Records contained in a dataset:
+===+

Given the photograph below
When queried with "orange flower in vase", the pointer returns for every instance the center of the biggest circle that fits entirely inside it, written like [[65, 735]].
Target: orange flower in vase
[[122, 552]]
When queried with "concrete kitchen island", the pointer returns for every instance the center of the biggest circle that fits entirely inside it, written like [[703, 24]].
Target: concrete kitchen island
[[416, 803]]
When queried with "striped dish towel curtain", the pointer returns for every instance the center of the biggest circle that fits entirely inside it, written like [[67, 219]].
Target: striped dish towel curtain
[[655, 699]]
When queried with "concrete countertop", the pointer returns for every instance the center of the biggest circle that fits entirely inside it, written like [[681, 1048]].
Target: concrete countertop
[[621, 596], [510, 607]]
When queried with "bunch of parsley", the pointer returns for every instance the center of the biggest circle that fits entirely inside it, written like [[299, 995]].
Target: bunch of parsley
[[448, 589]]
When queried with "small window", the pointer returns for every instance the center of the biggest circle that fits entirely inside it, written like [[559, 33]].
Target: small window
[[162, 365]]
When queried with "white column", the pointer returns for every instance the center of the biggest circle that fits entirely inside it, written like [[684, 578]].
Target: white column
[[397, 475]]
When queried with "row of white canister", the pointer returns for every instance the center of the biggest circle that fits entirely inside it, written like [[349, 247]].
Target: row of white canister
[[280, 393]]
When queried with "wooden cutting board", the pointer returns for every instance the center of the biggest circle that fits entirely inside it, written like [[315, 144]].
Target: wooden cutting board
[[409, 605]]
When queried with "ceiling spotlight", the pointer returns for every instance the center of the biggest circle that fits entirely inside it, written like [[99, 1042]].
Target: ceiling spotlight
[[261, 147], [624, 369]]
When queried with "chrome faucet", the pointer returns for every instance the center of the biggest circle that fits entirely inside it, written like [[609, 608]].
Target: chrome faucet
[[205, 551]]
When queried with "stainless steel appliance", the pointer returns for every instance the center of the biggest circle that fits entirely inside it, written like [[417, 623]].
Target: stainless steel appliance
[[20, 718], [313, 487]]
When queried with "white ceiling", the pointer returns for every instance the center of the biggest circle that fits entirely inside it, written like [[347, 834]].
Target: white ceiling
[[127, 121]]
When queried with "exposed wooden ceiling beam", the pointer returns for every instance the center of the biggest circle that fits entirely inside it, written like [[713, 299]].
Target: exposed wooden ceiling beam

+===+

» **Brief**
Your task is to collect every line above that contains the word "exposed".

» **Exercise solution**
When queried with "exposed wooden ceiling beam", the pointer returns for every instance the center of the biggest circle that fits entirely inside it, written like [[713, 299]].
Target: exposed wooden ceiling beam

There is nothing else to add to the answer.